Saudi Arabia’s Defense Deals in Brazil: A Shift from Importer to Exporter

Patricia Marins

The largest Saudi delegation arrived in Brazil to finalize several agreements between the two countries, including defense deals.

One of the key deals was signed between the Saudi Arabian Military Industries (SCOPA) and Avibras, an important Brazilian defense company.

Saudi is developing its own MLRS version and Avibras is going to be part of the project. Some parts of the deals are confidential, but we can presume that it involves:

  • Guided rockets for MLRS (40km-160km)
  • Cruise missiles with a range of 1500km (Saudi has expressed interest in this project for years)

Additionally, there may be provisions for a solid fuel plant and anti-ship missile technology.

Historically, Saudi Arabia and Iraq have been major buyers of Brazilian weapons.

Recently, the Brazilian company Mac Jee has signed a deal to establish an explosives factory in Saudi Arabia, focused on producing solid fuel for the new Saudi missiles, which are being developed in collaboration with Chinese technology and Brazilian rockets.

* [TASK STATEMENT]
In the article on Saudi defense deals in Brazil, which Brazilian company signed a deal to set up an explosives factory in Saudi Arabia? Draw only on the article when answering.

* [THE DATA]
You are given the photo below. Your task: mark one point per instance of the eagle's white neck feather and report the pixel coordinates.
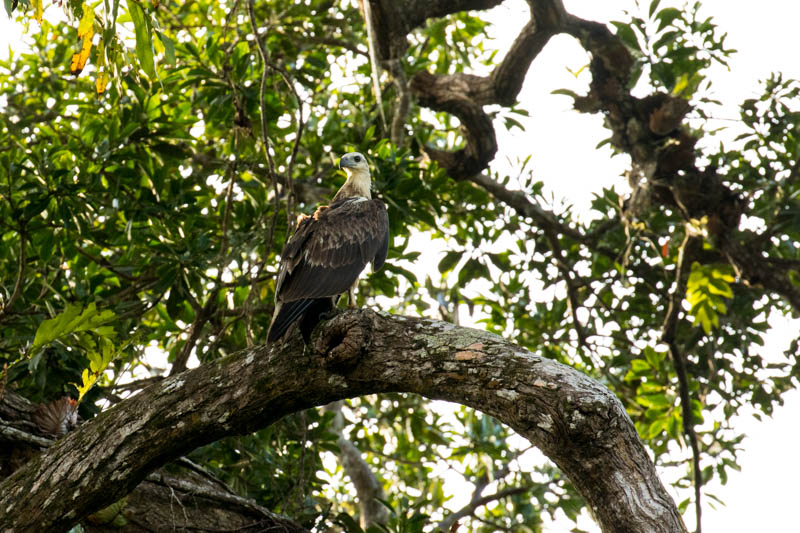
(359, 183)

* [RESPONSE TO THE TASK]
Mac Jee.